- **Document**:
^^^^

Select Committee on Home Affairs Minutes of Evidence


Examination of Witness (Questions 60 - 79)

TUESDAY 10 MARCH 1998

SIR DAVID RAMSBOTHAM

  60. As I understand it, the sentence plan, which is supposed to be done very soon after someone is convicted, is meant to lay down a programme where these issues are theoretically addressed in a progressive way as the prisoner moves through the prison system.

  (Sir David Ramsbotham) Correct.

  61. We could take your man of 57 addresses doing that particular sentence, it is just not going to happen, is it?

  (Sir David Ramsbotham) No. The Prison Service have designed a new sentence planning programme, which they introduced on 1st April last year which I hope will go some way towards doing this. They have realised that it is haphazard, there was a lot of stuff done on the back of a fag packet here and not passed to somewhere else. It is all very well to design a sentence plan in a prison, what is not there at the moment is the machinery to pick a person up and say, "You ought to go to there." What actually happens far too often is the person works his way up the incentives and earned privileges scheme to enhanced standard, then they say, "He ought to move on now", and they will ring up their mate in another prison and say, "Hey, will you take so-and-so", and he says, "Yes, okay, but you take so-and-so", and it is done by horse trading. It is not done in a progressive way relating to the prisoner. This is what I shall be highlighting in the study on lifers, by drawing attention to that and drawing attention to the need for the Prison Service to be much more constructive and look at passing people through the system.

  62. Is it your impression there are enough resources devoted to this work on minimising reoffending?

  (Sir David Ramsbotham) The trouble is that the resources are not properly directed in that line. I do not think it is shortage of resources to do this, it is just shortage of good management practice, frankly.

  63. You have mentioned in passing, and indeed we have had some experience of this in work the Probation Service have done, some first-class schemes, including a very imaginative one we saw in Manchester—

  (Sir David Ramsbotham) It is a very good area.

  64.—a one-to-one programme dealing with young arsonists who can put a match to a school and leave a bill of £2 million or whatever, so it is fairly serious stuff. Do you know how best practice gets around this system, or does it not?

  (Sir David Ramsbotham) I am interested you should ask this because I asked that question when I first took up the job because it was not happening. I am concerned that in every prison I go to there is masses of good practice and what I now do in every report I write is highlight good practice and list it, and I also send it separately to the Director General. After my first list in 1996 he then put some of it as good practice around the Prison Service. Not enough because, again, it is why go and re-invent the wheel if good things are happening? From all the prisons around the country you could pick good things which would design a very good regime for everyone and all the examples are there. It is not as if the Prison Service is not thinking about these things. When you go and talk to governors they are very worried about this, when talking about the shambles. The governor of Holloway Prison got together all the governors of all the women's prisons and his plea to the Prison Service was, "Who is our champion? Who is looking after our interests?" So they are all thinking about this. But good practice is something they are very bad at sharing. The "not invented here" syndrome comes into play. I think an awful lot of it is not helped by having a very bad IT structure to enable information to be passed round the system. Hopefully it is coming in the programme called Quantum, which you have probably been told about, which is a new system designed to do financial management better, because believe it or not the Prison Service introduced a financial programme called Focus which goes to every prison but instead of telling every prison how they want information given, they tell every prison they can present the information in their own way. There is another programme which is going to deal with staff issues, which is terribly important, and another one to deal with prisoner handling information. There are some very good examples of prisoner information around, there are very good examples of sentence planning on a computer but only used in one prison, not transported to others. They could help themselves if they sorted out their IT and shared information much more quickly.

^^^^

- **Entries**:
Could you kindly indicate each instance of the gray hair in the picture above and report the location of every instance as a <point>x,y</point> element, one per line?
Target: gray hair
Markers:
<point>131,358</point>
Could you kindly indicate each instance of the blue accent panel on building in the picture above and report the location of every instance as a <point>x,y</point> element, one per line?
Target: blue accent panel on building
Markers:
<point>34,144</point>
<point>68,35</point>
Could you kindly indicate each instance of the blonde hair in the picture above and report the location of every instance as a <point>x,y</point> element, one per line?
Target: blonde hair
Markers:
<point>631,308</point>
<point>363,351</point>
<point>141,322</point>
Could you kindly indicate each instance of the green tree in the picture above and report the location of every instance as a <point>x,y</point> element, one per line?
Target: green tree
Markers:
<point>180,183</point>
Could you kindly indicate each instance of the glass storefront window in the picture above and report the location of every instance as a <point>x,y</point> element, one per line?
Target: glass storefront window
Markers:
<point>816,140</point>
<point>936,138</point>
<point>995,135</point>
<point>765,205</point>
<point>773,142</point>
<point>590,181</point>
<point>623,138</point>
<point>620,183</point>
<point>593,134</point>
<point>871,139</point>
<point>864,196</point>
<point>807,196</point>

^^^^

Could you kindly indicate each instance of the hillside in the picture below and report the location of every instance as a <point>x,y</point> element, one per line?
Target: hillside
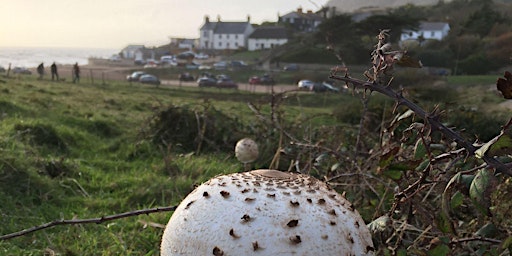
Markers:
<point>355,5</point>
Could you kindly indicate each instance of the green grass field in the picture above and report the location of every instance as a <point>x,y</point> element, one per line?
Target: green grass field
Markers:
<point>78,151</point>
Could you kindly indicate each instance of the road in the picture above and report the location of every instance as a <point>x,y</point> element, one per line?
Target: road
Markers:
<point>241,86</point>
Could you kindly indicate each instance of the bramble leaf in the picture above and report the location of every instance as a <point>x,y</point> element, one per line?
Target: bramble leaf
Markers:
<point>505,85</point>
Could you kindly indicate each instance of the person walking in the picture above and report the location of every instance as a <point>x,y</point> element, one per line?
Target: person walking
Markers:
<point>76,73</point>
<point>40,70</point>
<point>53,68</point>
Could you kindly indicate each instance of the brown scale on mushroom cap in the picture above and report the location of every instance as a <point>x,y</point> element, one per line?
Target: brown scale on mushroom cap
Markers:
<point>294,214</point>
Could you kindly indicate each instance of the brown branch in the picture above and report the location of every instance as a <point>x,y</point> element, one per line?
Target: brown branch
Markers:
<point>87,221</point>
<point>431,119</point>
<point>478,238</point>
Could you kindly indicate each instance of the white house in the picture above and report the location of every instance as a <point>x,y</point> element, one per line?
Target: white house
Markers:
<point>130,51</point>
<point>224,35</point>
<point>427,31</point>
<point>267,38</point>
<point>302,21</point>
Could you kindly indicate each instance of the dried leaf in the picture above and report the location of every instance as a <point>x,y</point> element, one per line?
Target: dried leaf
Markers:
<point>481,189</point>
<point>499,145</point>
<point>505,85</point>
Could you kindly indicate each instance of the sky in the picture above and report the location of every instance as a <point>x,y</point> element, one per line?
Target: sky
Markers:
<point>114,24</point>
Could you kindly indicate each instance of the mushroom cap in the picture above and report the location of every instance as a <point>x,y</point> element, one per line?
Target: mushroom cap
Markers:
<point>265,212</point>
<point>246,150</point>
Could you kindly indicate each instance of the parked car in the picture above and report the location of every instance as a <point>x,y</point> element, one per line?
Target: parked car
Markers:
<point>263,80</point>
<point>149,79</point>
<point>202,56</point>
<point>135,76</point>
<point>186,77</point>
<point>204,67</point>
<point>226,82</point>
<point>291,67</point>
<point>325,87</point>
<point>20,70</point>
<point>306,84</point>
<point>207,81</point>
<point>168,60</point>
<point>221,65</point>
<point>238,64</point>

^^^^

- **Exercise description**:
In the minutes of evidence, what is the name of the new system meant to handle financial management better?

- **Worked solution**:
Quantum